Work required ▸
Return exactly the lines of the records below, starting at the line that contains "I'd like to know: does the short" and ending at the line that contains "I'd like to know: does the sky", with both of those lines kept.

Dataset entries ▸
================

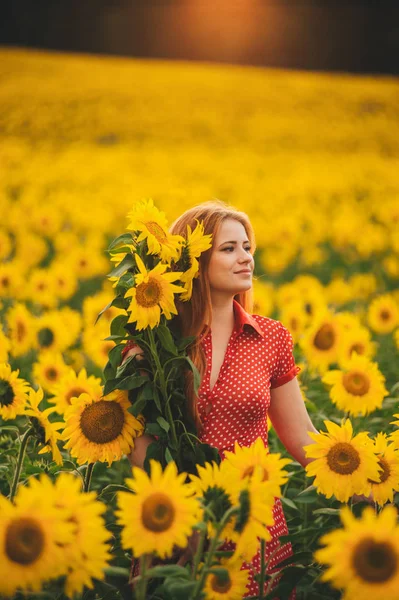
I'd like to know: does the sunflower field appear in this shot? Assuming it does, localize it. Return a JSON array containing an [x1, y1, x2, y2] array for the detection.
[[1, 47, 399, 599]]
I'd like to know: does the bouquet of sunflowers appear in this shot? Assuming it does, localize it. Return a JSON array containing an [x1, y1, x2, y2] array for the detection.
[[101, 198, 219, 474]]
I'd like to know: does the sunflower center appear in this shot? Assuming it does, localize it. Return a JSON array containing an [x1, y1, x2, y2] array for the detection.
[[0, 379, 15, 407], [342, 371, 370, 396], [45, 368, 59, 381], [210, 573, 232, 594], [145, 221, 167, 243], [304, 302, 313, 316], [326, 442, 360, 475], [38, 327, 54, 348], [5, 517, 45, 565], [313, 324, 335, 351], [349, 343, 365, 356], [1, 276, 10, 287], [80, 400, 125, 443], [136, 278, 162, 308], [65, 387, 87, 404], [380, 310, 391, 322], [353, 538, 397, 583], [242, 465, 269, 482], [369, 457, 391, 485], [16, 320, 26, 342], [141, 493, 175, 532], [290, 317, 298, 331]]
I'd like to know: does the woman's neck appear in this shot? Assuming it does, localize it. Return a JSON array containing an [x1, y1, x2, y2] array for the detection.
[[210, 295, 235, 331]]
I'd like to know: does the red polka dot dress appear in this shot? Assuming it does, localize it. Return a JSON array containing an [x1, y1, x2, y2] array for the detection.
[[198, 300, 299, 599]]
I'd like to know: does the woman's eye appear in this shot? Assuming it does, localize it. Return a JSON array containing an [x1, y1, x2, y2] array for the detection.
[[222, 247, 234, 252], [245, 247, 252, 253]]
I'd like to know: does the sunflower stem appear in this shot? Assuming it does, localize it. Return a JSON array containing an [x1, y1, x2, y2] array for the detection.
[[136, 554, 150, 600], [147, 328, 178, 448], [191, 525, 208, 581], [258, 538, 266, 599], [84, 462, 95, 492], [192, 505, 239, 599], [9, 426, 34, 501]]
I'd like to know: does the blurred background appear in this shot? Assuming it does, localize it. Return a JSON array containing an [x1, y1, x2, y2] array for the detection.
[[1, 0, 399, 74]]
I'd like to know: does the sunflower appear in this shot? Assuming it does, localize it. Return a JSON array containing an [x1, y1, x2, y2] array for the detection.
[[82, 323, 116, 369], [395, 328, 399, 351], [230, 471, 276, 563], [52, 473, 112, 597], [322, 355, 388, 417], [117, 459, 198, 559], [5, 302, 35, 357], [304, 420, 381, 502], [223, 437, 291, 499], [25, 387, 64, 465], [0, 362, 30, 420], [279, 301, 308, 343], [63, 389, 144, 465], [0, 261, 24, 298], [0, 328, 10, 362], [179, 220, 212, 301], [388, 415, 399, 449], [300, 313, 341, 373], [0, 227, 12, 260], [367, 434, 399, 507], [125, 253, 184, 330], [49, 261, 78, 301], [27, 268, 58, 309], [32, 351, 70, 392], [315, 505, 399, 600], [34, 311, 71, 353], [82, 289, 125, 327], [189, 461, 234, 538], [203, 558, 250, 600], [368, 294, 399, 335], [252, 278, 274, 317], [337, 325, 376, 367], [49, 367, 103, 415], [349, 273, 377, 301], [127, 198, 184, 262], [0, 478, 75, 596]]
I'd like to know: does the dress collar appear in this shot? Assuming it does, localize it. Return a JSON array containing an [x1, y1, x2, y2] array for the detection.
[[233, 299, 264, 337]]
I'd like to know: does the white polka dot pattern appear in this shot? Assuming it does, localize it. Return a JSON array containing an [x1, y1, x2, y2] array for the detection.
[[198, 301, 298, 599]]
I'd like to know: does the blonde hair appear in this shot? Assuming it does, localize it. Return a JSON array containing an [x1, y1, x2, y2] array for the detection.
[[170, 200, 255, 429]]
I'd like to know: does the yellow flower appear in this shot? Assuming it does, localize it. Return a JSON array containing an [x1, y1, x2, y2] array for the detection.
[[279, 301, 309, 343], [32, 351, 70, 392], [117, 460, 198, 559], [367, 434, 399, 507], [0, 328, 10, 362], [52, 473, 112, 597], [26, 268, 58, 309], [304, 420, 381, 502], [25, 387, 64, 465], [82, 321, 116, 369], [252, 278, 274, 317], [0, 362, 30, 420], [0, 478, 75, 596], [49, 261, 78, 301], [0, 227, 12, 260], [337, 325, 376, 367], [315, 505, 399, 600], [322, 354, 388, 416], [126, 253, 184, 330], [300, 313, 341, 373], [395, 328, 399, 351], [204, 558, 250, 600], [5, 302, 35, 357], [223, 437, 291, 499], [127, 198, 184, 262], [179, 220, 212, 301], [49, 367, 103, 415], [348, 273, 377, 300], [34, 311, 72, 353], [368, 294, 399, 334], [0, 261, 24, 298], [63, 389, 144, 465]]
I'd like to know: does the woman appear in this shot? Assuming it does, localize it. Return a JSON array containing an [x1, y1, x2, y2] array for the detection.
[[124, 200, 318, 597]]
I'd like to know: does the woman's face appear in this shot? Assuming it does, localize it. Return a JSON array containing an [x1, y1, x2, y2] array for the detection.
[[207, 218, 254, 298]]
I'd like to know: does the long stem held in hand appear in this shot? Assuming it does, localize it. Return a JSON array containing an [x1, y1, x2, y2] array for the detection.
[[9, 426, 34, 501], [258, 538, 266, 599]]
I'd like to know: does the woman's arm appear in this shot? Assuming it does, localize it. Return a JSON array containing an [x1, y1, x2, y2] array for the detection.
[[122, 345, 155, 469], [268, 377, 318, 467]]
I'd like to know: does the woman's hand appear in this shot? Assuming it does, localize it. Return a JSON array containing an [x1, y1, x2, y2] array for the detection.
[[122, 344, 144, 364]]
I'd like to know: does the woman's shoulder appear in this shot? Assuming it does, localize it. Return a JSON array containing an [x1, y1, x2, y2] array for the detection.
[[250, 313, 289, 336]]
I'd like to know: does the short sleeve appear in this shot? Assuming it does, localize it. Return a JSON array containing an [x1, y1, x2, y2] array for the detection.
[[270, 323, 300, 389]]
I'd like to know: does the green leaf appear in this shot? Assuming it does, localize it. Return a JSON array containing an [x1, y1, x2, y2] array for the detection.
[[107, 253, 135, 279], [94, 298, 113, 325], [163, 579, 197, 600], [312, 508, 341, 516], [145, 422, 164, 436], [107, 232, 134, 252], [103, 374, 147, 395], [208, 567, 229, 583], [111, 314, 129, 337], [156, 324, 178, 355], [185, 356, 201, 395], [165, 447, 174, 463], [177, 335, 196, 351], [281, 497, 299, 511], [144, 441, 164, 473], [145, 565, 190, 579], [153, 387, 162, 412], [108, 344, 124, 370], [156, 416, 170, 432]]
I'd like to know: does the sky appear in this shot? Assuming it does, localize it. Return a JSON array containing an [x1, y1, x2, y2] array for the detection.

================

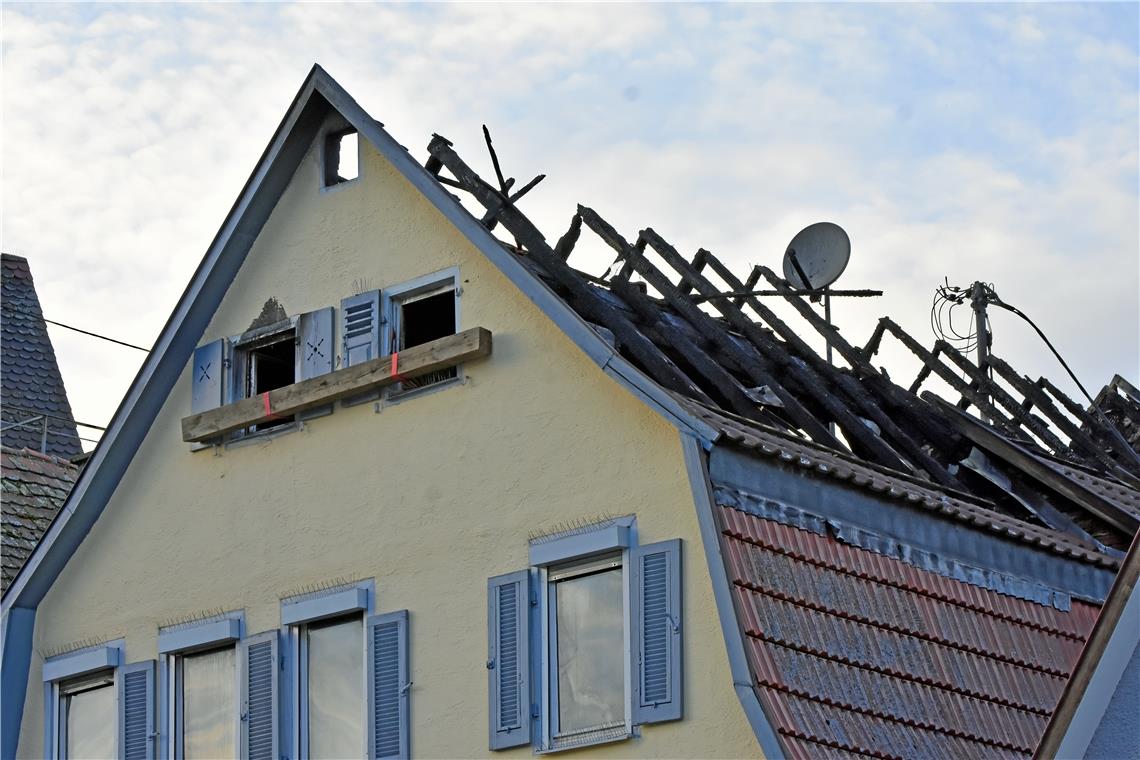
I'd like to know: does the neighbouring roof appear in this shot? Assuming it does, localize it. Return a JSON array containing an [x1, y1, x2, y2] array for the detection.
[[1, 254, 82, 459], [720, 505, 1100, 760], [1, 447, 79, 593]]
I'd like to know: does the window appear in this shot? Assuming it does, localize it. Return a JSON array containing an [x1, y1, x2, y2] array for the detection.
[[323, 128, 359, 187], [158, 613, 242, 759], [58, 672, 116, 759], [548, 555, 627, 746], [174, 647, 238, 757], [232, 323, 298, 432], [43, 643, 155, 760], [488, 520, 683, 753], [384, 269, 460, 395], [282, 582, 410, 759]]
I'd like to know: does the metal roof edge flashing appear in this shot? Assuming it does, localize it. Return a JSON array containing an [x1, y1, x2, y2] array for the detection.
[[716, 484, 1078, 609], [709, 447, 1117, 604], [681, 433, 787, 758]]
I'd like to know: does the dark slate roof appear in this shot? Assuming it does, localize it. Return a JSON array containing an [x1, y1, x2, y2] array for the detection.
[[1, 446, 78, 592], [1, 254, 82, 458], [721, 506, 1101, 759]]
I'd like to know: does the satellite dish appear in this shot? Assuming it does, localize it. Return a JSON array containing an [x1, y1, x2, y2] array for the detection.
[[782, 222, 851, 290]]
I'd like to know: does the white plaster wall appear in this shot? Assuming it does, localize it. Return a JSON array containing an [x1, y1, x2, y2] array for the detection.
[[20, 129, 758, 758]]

================

Solution for this exercise ▸
I'd like to know: does the short sleeve appear in this shot? Assuming it does, localize it. Return a JSON array containing an [x1, y1, x2, y2] array for the detection.
[[270, 323, 300, 389]]
I'd like to know: does the green leaf appear in this shot? Assuming it does, localize it. Return a JSON array containing an [x1, y1, x2, y2] array for the detection.
[[107, 253, 135, 279], [94, 298, 113, 325], [163, 579, 197, 600], [312, 508, 341, 516], [145, 422, 164, 436], [107, 232, 134, 252], [103, 374, 147, 395], [208, 567, 229, 583], [111, 314, 129, 337], [156, 324, 178, 355], [185, 356, 201, 395], [165, 447, 174, 463], [177, 335, 196, 351], [281, 497, 299, 511], [144, 441, 164, 473], [145, 565, 190, 579], [153, 387, 162, 412], [108, 344, 124, 370], [156, 416, 170, 432]]
I'd like to know: does the sky appear in this shot? Assuming it does, localize it. Return a JSON array containing an [x1, y1, x2, y2] array for the detection.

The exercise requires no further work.